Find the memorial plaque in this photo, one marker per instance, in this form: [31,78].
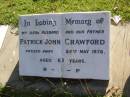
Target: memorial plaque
[68,45]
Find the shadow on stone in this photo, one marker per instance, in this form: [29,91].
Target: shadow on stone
[52,85]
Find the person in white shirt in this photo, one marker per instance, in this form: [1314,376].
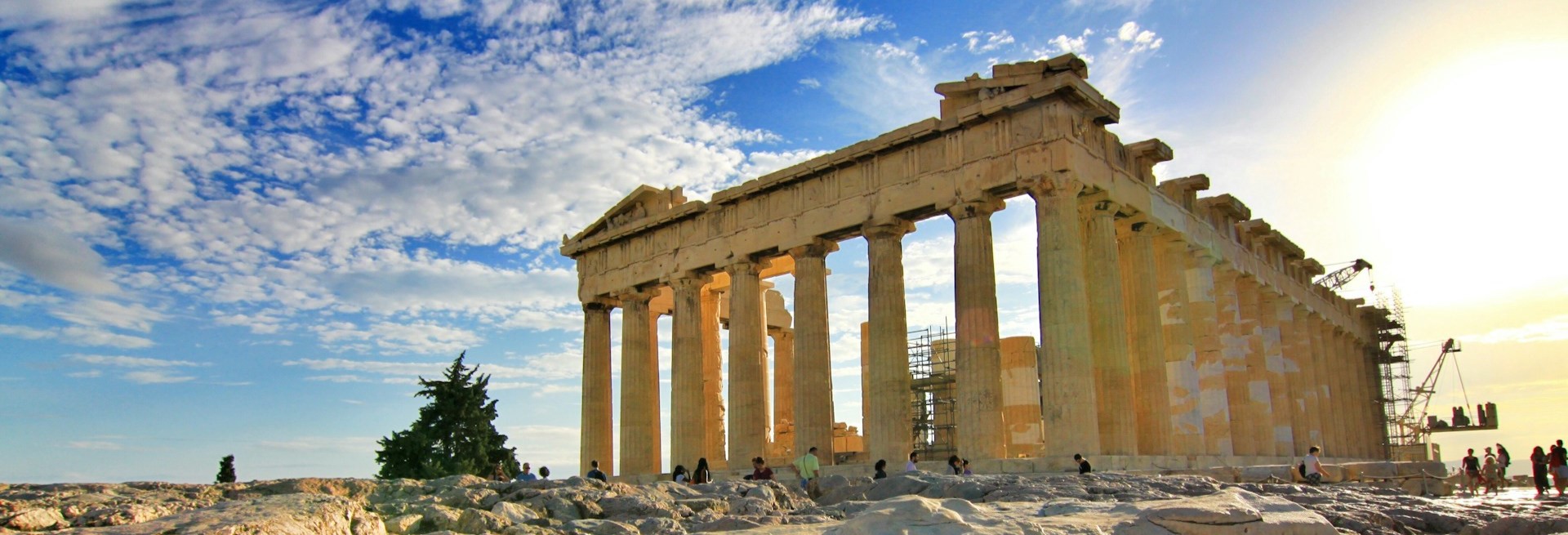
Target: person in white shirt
[1314,466]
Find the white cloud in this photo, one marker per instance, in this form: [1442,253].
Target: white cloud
[1548,330]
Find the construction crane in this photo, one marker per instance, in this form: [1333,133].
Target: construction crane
[1341,277]
[1416,426]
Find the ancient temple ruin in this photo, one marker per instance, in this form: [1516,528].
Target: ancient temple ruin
[1172,327]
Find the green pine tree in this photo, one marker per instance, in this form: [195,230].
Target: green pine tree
[455,432]
[226,470]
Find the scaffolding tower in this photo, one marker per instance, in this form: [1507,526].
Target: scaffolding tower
[1392,358]
[932,393]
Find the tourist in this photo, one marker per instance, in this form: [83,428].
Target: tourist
[596,475]
[702,475]
[526,475]
[808,466]
[1559,465]
[760,471]
[1314,466]
[1504,460]
[1471,468]
[1539,471]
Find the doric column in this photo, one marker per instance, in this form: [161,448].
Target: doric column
[1181,358]
[783,377]
[1310,419]
[1280,400]
[598,429]
[888,429]
[1145,337]
[813,350]
[640,427]
[746,358]
[1021,396]
[979,347]
[1233,342]
[1107,323]
[1067,358]
[714,448]
[1259,399]
[687,417]
[1213,390]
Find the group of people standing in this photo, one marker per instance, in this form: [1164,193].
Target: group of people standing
[1490,473]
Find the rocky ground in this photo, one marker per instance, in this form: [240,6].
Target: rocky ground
[902,504]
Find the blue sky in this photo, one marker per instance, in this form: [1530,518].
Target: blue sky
[247,226]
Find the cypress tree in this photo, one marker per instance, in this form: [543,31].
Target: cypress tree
[455,434]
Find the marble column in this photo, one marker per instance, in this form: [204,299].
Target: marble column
[1235,350]
[1312,383]
[1280,402]
[889,429]
[1021,396]
[748,419]
[979,339]
[598,429]
[1107,322]
[687,419]
[640,441]
[714,448]
[783,378]
[1213,390]
[1181,358]
[1067,358]
[813,350]
[1145,337]
[1259,399]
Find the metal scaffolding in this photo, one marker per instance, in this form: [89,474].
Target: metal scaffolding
[932,395]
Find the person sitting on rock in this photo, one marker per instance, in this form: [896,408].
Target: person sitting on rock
[1314,466]
[760,471]
[526,475]
[596,475]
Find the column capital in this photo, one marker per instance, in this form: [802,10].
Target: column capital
[816,248]
[1051,185]
[886,228]
[983,206]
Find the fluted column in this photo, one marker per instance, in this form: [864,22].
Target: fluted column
[813,350]
[783,378]
[598,429]
[1259,397]
[1235,349]
[1181,358]
[1278,388]
[714,448]
[979,350]
[1067,359]
[746,358]
[687,417]
[640,427]
[1312,383]
[888,429]
[1145,337]
[1213,390]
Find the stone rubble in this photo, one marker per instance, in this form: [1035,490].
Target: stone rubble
[849,506]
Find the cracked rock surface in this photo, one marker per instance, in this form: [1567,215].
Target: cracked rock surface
[849,506]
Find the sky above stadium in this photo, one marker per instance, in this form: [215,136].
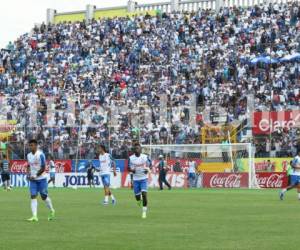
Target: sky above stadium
[19,16]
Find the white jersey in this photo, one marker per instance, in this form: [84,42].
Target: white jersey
[296,163]
[52,167]
[36,162]
[139,164]
[106,162]
[192,167]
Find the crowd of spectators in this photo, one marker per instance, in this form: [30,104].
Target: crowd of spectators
[201,58]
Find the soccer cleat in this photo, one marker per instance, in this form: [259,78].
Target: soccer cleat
[51,215]
[33,219]
[139,203]
[281,195]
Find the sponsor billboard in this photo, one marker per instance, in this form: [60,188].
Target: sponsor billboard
[178,164]
[240,180]
[20,166]
[66,180]
[80,180]
[268,164]
[272,180]
[265,123]
[176,180]
[82,165]
[225,180]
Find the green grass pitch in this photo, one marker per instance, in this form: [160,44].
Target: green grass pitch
[177,219]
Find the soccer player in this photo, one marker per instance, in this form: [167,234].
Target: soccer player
[38,180]
[162,168]
[5,173]
[90,174]
[140,165]
[191,173]
[52,171]
[294,178]
[106,163]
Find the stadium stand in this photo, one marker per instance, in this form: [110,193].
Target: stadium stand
[212,58]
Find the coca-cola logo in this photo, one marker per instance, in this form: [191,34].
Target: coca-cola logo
[60,167]
[18,167]
[226,181]
[271,181]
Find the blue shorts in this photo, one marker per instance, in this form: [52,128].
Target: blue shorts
[140,186]
[39,186]
[294,180]
[192,176]
[105,180]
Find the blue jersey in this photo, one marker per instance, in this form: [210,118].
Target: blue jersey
[139,164]
[36,162]
[106,163]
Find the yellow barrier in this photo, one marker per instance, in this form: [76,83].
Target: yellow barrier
[122,12]
[261,165]
[214,167]
[72,17]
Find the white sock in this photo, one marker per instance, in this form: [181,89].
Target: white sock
[34,207]
[49,203]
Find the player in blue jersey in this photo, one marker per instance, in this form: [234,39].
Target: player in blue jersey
[294,178]
[38,180]
[52,170]
[5,173]
[107,164]
[139,166]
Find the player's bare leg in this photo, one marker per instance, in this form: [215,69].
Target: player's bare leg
[139,200]
[49,205]
[34,217]
[145,203]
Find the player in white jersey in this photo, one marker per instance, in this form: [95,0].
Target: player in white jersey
[38,180]
[139,165]
[294,177]
[106,165]
[52,171]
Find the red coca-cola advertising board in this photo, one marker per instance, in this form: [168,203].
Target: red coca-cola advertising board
[225,180]
[240,180]
[20,166]
[272,180]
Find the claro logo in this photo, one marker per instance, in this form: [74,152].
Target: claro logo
[266,124]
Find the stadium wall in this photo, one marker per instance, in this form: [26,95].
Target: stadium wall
[134,8]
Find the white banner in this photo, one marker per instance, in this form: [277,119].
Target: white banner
[80,180]
[67,180]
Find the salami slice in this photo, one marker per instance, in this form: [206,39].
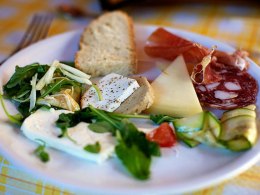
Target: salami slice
[235,89]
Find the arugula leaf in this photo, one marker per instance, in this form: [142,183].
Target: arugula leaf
[22,76]
[72,119]
[40,153]
[93,148]
[135,160]
[135,151]
[70,63]
[101,127]
[57,86]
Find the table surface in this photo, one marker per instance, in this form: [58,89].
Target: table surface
[236,25]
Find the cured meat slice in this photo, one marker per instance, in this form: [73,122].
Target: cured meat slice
[235,89]
[236,59]
[163,44]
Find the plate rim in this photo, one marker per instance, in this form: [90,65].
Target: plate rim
[208,183]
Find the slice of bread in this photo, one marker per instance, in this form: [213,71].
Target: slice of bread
[107,45]
[140,100]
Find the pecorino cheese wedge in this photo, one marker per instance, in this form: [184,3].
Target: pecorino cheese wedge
[174,92]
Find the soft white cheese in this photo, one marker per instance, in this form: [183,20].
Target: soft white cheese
[41,125]
[114,90]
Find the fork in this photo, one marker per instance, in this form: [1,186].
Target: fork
[37,30]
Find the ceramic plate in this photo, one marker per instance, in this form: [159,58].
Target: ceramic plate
[180,169]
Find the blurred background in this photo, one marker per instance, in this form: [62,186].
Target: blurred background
[235,22]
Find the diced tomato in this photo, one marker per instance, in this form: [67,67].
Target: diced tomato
[163,135]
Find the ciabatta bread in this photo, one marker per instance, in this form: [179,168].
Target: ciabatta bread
[140,100]
[107,45]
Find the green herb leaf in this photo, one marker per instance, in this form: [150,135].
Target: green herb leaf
[57,86]
[40,153]
[23,76]
[70,63]
[134,159]
[17,118]
[93,148]
[72,119]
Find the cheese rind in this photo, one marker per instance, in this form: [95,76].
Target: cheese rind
[174,92]
[41,126]
[114,90]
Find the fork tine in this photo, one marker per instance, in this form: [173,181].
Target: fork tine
[40,29]
[47,20]
[27,34]
[37,30]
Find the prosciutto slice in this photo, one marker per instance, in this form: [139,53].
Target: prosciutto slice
[163,44]
[220,79]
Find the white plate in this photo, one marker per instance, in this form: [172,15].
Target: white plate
[180,169]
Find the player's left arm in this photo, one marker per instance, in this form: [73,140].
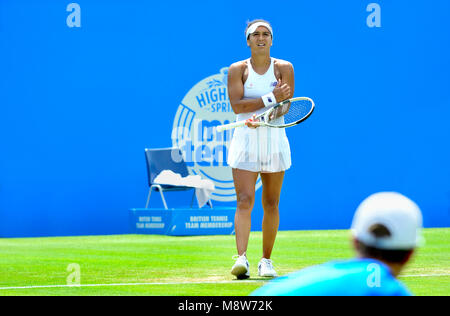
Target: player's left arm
[286,71]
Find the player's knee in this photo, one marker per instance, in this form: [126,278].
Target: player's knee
[245,202]
[270,204]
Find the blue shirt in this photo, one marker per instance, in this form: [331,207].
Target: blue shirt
[356,277]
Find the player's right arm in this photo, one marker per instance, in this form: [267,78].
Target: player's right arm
[236,90]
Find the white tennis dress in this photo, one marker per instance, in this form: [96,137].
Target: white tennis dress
[263,149]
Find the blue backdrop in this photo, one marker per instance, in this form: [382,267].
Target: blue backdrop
[78,105]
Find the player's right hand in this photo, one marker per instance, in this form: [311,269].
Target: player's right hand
[281,91]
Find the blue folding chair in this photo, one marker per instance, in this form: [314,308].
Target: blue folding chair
[166,159]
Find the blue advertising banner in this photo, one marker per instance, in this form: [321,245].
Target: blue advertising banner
[182,222]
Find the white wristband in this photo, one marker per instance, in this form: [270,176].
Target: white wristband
[269,99]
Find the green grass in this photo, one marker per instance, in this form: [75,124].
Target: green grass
[190,265]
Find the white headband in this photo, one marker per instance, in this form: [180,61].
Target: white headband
[254,26]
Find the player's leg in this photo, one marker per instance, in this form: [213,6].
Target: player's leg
[244,182]
[272,183]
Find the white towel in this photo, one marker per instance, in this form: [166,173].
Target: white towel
[203,187]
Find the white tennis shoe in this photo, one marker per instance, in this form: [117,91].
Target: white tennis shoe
[265,268]
[241,268]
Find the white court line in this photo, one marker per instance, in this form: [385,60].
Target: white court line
[177,283]
[128,284]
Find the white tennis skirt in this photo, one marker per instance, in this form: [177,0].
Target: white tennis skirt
[262,149]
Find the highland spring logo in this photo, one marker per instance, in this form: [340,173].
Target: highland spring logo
[204,149]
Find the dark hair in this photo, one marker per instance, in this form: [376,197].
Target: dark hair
[249,23]
[391,256]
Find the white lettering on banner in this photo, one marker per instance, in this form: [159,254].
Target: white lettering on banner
[74,18]
[208,222]
[205,150]
[374,18]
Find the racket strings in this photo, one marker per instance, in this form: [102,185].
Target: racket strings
[297,111]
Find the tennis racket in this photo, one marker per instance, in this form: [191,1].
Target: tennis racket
[284,114]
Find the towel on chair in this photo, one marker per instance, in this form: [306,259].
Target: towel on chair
[203,187]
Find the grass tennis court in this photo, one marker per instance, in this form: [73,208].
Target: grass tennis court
[192,266]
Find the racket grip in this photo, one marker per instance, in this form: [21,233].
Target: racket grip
[221,128]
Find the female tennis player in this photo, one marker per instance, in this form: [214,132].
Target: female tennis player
[253,84]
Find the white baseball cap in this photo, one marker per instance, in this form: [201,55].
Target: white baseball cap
[401,216]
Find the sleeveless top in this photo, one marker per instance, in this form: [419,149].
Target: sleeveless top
[263,149]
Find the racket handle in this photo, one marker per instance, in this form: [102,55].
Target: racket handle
[221,128]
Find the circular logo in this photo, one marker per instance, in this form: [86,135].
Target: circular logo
[204,149]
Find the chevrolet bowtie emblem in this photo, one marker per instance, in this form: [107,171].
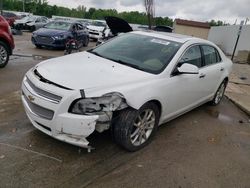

^^^^

**Description of the task:** Take the lines above from the one containing "Target: table surface" to the one containing "Find the pecorino" and retype them exactly, both ends included, with nothing added.

**Answer:**
Target: table surface
[236,25]
Find the cured meat slice in this photo, one marker per instance, in this form: [73,122].
Target: cured meat slice
[235,89]
[236,59]
[163,44]
Find the plate rim in this photo, one marker per instance, in this form: [90,65].
Target: plate rim
[208,183]
Find the slice of bread in this photo, one marker per instance, in this form: [213,71].
Target: slice of bread
[107,45]
[140,100]
Find the pecorino cheese wedge in this photo, one marker per instance, in this form: [184,3].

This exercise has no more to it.